(Stated task) Return only the line that contains "Might I ask you to point at the seagull" and each line after it, through the last line of the data below, copied exactly.

(Data for the task)
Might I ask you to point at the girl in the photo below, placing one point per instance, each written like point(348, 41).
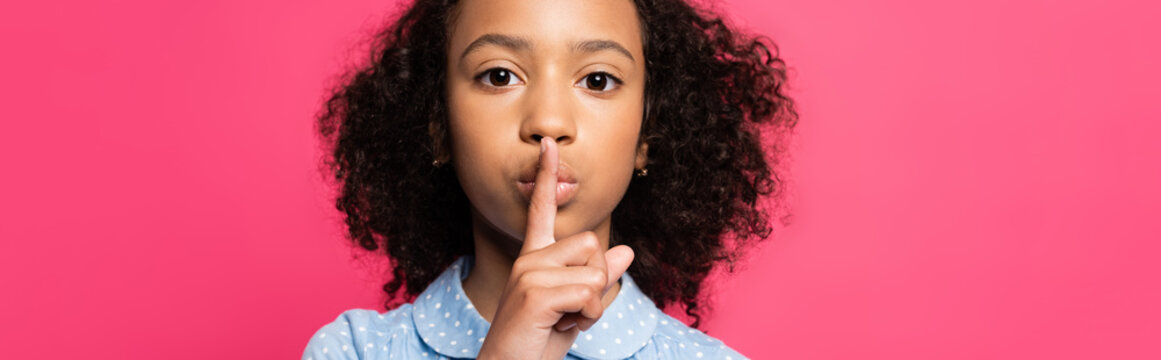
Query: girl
point(545, 174)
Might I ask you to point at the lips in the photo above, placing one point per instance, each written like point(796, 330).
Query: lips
point(565, 182)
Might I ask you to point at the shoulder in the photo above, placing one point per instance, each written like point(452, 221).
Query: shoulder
point(672, 339)
point(363, 333)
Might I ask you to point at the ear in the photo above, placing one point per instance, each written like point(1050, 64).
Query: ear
point(439, 145)
point(642, 156)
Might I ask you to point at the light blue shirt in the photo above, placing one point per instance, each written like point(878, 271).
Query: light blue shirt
point(442, 324)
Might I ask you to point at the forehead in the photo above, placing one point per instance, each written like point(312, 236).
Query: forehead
point(548, 23)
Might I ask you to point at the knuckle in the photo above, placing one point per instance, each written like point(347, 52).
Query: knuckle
point(585, 292)
point(520, 266)
point(533, 296)
point(595, 276)
point(589, 242)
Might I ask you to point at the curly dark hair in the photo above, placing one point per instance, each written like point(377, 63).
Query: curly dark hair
point(716, 121)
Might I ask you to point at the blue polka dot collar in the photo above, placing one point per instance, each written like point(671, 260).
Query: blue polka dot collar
point(448, 323)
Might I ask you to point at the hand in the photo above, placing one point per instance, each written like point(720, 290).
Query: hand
point(555, 288)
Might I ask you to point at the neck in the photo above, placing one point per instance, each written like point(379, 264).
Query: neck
point(492, 266)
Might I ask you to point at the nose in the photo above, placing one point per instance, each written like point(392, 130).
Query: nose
point(548, 113)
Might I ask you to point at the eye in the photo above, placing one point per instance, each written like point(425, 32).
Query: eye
point(599, 81)
point(498, 77)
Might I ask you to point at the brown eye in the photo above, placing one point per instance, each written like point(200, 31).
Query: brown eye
point(498, 77)
point(599, 81)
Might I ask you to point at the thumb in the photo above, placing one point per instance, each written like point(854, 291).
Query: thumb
point(618, 259)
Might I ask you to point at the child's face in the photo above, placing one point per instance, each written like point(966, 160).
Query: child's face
point(520, 70)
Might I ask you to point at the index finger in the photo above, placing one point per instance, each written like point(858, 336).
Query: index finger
point(541, 223)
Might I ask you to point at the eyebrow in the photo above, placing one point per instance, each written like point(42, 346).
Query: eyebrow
point(520, 43)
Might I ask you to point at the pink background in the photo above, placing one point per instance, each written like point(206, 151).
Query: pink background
point(974, 180)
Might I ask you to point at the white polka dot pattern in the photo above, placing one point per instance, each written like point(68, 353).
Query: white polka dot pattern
point(442, 324)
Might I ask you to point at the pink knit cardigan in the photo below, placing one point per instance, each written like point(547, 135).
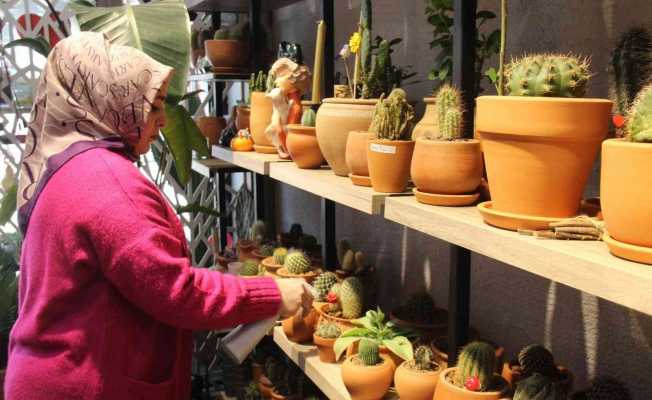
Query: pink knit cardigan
point(108, 298)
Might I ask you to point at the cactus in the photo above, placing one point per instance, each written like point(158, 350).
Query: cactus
point(639, 117)
point(369, 352)
point(323, 284)
point(351, 298)
point(297, 263)
point(536, 359)
point(631, 67)
point(548, 75)
point(477, 360)
point(392, 117)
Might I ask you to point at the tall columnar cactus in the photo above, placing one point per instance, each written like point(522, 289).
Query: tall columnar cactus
point(548, 75)
point(639, 118)
point(477, 361)
point(369, 352)
point(392, 117)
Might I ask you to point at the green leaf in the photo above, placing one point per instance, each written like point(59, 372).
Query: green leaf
point(38, 44)
point(161, 29)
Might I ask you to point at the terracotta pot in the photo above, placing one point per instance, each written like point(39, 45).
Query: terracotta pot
point(415, 385)
point(227, 53)
point(335, 119)
point(325, 349)
point(539, 151)
point(446, 167)
point(445, 390)
point(259, 118)
point(302, 146)
point(389, 164)
point(210, 128)
point(626, 195)
point(298, 329)
point(367, 383)
point(427, 126)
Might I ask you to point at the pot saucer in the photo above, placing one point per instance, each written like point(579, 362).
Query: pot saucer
point(512, 221)
point(360, 180)
point(628, 251)
point(450, 200)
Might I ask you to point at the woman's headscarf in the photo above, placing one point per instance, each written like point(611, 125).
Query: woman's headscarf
point(91, 94)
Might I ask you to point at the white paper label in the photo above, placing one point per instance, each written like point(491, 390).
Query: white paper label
point(382, 148)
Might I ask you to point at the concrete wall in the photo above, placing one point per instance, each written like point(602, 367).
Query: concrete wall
point(509, 306)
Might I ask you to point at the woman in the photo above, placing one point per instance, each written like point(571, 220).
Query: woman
point(107, 297)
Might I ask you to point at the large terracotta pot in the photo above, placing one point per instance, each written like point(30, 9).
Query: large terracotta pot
point(626, 198)
point(427, 126)
point(539, 151)
point(303, 147)
point(356, 157)
point(389, 164)
point(367, 383)
point(335, 119)
point(259, 119)
point(227, 53)
point(415, 385)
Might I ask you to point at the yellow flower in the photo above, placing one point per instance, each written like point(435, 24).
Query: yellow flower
point(354, 42)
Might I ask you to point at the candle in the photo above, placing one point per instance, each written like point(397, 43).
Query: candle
point(319, 62)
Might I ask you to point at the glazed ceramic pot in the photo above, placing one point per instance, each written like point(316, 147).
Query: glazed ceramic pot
point(415, 385)
point(389, 164)
point(335, 119)
point(366, 383)
point(303, 147)
point(259, 119)
point(427, 126)
point(539, 151)
point(626, 195)
point(356, 157)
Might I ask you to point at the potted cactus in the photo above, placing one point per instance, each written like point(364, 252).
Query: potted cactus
point(389, 153)
point(625, 184)
point(446, 168)
point(324, 338)
point(416, 379)
point(302, 142)
point(367, 375)
point(474, 377)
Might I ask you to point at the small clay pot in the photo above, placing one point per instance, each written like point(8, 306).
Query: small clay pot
point(367, 383)
point(389, 164)
point(303, 147)
point(415, 385)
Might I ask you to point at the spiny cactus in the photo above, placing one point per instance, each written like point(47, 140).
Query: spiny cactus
point(297, 263)
point(369, 352)
point(549, 75)
point(351, 298)
point(392, 117)
point(639, 118)
point(536, 359)
point(476, 361)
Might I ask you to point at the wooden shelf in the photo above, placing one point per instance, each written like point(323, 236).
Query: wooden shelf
point(324, 183)
point(586, 266)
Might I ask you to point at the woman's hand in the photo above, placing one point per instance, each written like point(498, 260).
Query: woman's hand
point(295, 295)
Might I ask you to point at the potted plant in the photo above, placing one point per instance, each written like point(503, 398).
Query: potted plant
point(416, 379)
point(324, 338)
point(541, 137)
point(390, 152)
point(446, 168)
point(302, 142)
point(366, 375)
point(474, 377)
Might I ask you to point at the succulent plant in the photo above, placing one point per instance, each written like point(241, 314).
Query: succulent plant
point(392, 117)
point(477, 361)
point(369, 352)
point(549, 75)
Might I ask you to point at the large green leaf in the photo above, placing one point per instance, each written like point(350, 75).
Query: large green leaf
point(161, 29)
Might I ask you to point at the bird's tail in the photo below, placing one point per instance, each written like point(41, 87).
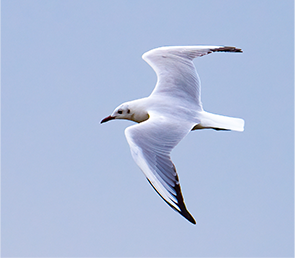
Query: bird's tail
point(219, 122)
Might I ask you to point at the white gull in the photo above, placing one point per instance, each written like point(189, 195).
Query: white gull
point(173, 109)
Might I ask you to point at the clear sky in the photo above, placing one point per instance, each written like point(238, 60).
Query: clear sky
point(69, 186)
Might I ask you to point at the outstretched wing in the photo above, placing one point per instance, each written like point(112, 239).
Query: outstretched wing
point(176, 72)
point(151, 143)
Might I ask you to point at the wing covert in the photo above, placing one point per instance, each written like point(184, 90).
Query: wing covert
point(151, 143)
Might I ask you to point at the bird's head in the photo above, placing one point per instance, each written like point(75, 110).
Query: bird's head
point(121, 112)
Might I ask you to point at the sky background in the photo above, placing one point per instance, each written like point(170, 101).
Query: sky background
point(69, 186)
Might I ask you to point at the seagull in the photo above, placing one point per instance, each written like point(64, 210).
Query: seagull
point(163, 119)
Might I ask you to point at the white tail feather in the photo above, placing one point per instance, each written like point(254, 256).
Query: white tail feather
point(209, 120)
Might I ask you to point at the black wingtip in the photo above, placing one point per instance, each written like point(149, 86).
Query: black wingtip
point(183, 211)
point(227, 49)
point(188, 216)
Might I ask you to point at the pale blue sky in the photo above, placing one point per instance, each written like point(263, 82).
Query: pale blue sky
point(69, 186)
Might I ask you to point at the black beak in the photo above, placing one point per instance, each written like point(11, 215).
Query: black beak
point(107, 119)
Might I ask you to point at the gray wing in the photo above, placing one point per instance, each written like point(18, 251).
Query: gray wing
point(176, 72)
point(151, 143)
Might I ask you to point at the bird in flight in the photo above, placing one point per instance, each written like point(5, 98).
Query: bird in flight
point(173, 109)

(Problem solution)
Might I ask you to point at the seagull in the photo above, placing one point per instance, each written like point(64, 210).
Query: seagull
point(163, 119)
Might I ask you to point at the white tail feather in the photo above, placing one point per instance, each written like point(254, 256).
Query: white tail feather
point(209, 120)
Might I ask you to point at the black wingtip in the photo above, placing one point per instance, each written like point(149, 86).
Query: black wingtip
point(183, 211)
point(227, 49)
point(188, 216)
Might I ask you to point at the pale blue sky in the photo above, placing one point per instance, each written like point(263, 82).
Query: pale blue sky
point(69, 186)
Might I ask you to point at the black beak in the photo above, placing one point per instance, each written like point(11, 215).
Query: black beak
point(107, 119)
Might I ask you to point at the gray wing in the photo above, placing one point per instance, each written like point(18, 251).
Query: gray wing
point(176, 72)
point(151, 143)
Might I ask you to point at the bird in flight in the photo above, placing one point per instance, each written like point(5, 98).
Query: bird in flight
point(173, 109)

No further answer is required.